• [Task 1]:
According to the mouse kidney toxicity study summary, what renal radiation dose did repeated imaging with (111)In-DTPA-exendin-4 deliver in normal mice?
• [Task 2]:
Carry on the abstract about kidney toxicity in mice from its last sentence.

Nephrotoxicity in mice after repeated imaging using 111In-labeled peptides.
J Nucl Med · 2010
Last updated 2026-05-28In a study on mice, repeated imaging with a specific radioactive peptide ((111)In-DTPA-exendin-4) delivered a very high radiation dose to the kidneys—70 Gy in normal mice and 20-40 Gy in mice lacking a protein called megalin. This high dose led to kidney damage, as shown by changes in kidney function and tissue changes seen under a microscope. Other similar peptides caused much lower radiation doses to the kidneys.
AI summary of the abstract below.
| Journal | J Nucl Med, 2010 |
|---|---|
| Citations | 25 |
| Relative citation ratio | 0.83 |
| NIH percentile | 44 |
| Molecules | — |
| Conditions studied | Chronic Kidney Disease |
Abstract
UNLABELLED: We determined the renal radiation dose of a series of (111)In-labeled peptides using animal SPECT. Because the animals' health deteriorated, renal toxicity was assessed.

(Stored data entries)
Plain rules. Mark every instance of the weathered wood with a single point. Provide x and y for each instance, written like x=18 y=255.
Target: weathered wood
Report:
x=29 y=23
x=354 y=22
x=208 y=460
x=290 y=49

• [Exercise result 1]:
70 Gy

• [Exercise result 2]:
METHODS: Wild-type and megalin-deficient mice were imaged repeatedly at 3- to 6-wk intervals to quantify renal retention after injection of 40-50 MBq of (111)In-diethylenetriaminepentaacetic acid-labeled peptides (octreotide, exendin, octreotate, neurotensin, and minigastrin analogs), and the absorbed kidney radiation doses were estimated. Body weight, renal function parameters, and renal histology were determined at 16-20 wk after the first scan and compared with those in naive animals.
RESULTS: Because of high renal retention, (111)In-diethylenetriaminepentaacetic acid-exendin-4 scans resulted in a 70-Gy kidney radiation dose in wild-type mice. Megalin-deficient kidneys received 20-40 Gy. The other peptides resulted in much lower renal doses. Kidney function monitoring indicated renal damage in imaged animals.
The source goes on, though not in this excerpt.